WHAT THE TASK ASKS
Present the lines of the items below as a Markdown table with the columns Row and Item line, omitting blank lines. Begin at the line containing "the rear bumper" and end after the line containing "[(456, 290), (146, 295)]".

Pointing items
— BEGIN —
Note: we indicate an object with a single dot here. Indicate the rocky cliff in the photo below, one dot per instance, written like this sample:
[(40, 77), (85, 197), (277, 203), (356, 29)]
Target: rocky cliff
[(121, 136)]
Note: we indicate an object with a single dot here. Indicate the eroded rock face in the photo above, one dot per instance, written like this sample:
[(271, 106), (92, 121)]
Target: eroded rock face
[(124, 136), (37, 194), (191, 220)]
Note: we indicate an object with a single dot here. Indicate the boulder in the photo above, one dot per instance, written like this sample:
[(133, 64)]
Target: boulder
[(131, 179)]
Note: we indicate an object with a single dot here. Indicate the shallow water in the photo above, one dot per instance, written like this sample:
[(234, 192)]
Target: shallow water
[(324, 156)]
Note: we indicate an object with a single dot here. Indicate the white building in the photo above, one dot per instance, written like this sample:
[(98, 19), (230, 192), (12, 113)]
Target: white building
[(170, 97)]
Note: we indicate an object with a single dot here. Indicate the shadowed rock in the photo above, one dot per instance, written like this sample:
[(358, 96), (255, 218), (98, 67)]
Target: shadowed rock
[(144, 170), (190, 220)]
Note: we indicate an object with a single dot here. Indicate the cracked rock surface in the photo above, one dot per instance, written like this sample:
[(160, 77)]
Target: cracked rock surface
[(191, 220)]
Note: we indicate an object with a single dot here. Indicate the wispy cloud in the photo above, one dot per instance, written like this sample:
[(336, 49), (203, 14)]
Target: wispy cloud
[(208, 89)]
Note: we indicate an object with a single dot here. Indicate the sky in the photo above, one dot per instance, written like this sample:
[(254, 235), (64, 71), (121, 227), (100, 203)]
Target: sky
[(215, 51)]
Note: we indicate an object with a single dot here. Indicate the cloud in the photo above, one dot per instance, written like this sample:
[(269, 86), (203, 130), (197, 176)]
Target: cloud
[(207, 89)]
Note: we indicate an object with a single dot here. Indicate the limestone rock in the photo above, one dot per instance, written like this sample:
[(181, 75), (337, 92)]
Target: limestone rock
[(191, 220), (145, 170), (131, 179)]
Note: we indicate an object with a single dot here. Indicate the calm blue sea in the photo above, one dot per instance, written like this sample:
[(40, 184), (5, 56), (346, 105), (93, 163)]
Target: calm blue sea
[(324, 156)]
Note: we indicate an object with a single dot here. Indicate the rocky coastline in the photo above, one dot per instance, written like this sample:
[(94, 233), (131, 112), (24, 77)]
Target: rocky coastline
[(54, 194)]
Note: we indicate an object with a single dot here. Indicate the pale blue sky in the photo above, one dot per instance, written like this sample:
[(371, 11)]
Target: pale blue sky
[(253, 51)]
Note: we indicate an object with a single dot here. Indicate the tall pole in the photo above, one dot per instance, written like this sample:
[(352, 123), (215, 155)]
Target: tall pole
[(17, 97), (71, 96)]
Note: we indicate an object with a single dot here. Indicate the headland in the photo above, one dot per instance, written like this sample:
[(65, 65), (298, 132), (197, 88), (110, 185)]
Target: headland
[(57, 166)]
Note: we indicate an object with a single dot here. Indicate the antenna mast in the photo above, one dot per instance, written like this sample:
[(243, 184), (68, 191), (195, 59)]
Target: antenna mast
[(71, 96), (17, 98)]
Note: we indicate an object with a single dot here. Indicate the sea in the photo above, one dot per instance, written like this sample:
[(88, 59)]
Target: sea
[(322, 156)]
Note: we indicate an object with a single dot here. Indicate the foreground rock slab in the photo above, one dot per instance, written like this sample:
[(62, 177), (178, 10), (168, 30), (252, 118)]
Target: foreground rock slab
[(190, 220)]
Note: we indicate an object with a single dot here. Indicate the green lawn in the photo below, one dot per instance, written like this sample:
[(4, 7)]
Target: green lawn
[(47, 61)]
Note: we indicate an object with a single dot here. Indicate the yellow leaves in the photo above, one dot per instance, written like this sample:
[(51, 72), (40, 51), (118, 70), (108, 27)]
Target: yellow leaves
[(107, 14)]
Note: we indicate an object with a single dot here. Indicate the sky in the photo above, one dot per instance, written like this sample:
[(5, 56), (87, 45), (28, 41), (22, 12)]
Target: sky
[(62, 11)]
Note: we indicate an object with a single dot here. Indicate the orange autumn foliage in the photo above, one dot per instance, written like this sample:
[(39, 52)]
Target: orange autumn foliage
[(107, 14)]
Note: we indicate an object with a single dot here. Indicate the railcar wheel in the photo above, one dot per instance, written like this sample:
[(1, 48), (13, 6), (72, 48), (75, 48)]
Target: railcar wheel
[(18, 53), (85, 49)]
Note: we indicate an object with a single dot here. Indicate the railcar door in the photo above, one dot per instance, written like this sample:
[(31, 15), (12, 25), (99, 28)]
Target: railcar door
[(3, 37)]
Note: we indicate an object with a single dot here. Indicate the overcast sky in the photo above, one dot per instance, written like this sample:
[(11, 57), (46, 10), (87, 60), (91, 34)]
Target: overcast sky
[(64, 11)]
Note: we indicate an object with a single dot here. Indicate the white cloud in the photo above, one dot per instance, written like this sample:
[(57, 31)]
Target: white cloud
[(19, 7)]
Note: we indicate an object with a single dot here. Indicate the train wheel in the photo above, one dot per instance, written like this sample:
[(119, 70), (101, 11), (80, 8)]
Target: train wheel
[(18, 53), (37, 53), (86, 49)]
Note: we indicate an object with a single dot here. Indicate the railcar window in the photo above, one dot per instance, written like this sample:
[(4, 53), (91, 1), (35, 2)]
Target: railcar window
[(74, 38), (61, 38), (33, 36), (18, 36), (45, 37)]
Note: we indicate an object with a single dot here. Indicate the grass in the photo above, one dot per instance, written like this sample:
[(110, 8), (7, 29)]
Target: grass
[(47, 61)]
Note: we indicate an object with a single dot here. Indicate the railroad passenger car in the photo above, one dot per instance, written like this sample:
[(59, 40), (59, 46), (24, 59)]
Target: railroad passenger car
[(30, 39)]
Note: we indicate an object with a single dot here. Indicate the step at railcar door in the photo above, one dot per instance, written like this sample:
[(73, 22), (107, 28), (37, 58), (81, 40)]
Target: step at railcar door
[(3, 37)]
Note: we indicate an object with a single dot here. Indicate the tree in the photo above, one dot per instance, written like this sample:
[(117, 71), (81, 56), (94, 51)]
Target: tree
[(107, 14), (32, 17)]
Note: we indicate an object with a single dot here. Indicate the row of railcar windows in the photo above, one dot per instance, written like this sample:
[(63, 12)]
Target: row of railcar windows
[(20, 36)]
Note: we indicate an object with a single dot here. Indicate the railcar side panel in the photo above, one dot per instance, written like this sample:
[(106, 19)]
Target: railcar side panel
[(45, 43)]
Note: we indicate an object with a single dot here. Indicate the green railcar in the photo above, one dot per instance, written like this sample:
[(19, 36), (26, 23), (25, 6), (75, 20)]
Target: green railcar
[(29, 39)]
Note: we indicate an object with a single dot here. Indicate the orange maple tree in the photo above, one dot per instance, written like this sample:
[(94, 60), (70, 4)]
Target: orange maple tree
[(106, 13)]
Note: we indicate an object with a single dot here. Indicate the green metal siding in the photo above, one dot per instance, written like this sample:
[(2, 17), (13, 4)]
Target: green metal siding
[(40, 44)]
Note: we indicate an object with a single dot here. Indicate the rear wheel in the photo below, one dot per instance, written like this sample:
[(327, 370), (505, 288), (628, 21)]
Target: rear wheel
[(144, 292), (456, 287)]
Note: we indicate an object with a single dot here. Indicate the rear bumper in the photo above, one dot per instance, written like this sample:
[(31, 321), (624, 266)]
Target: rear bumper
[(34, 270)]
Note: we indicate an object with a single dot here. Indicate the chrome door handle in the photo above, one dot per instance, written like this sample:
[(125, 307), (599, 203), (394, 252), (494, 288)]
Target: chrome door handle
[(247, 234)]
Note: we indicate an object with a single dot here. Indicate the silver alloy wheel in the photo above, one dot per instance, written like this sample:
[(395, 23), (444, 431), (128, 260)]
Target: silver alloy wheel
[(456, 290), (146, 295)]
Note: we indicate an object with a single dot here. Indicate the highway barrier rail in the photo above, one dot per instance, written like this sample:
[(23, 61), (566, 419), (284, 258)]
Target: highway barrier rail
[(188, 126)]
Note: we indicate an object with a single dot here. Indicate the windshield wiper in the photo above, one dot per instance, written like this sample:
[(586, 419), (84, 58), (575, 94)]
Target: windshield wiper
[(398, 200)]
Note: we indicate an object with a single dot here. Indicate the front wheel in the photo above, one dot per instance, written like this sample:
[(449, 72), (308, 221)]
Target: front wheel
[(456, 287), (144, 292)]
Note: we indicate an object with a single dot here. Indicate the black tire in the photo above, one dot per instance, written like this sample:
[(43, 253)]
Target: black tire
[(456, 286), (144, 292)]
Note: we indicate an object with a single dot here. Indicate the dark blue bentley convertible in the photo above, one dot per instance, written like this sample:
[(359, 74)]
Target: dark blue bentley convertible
— END —
SOLUTION TO THIS PROBLEM
| Row | Item line |
|---|---|
| 1 | Note: we indicate an object with a single dot here. Indicate the rear bumper in the photo above, one dot per instance, written like this sample: |
| 2 | [(31, 321), (624, 266)] |
| 3 | Target: rear bumper |
| 4 | [(34, 270)] |
| 5 | Note: we indicate an object with a single dot here. Indicate the chrome door handle in the photo above, one dot per instance, written like this sample: |
| 6 | [(125, 307), (599, 203), (394, 252), (494, 288)] |
| 7 | Target: chrome door handle |
| 8 | [(247, 234)] |
| 9 | Note: we indicate an object with a single dot here. Indicate the silver alloy wheel in the photo above, one dot per instance, written like this sample: |
| 10 | [(395, 23), (444, 431), (128, 260)] |
| 11 | Target: silver alloy wheel |
| 12 | [(456, 290), (146, 295)] |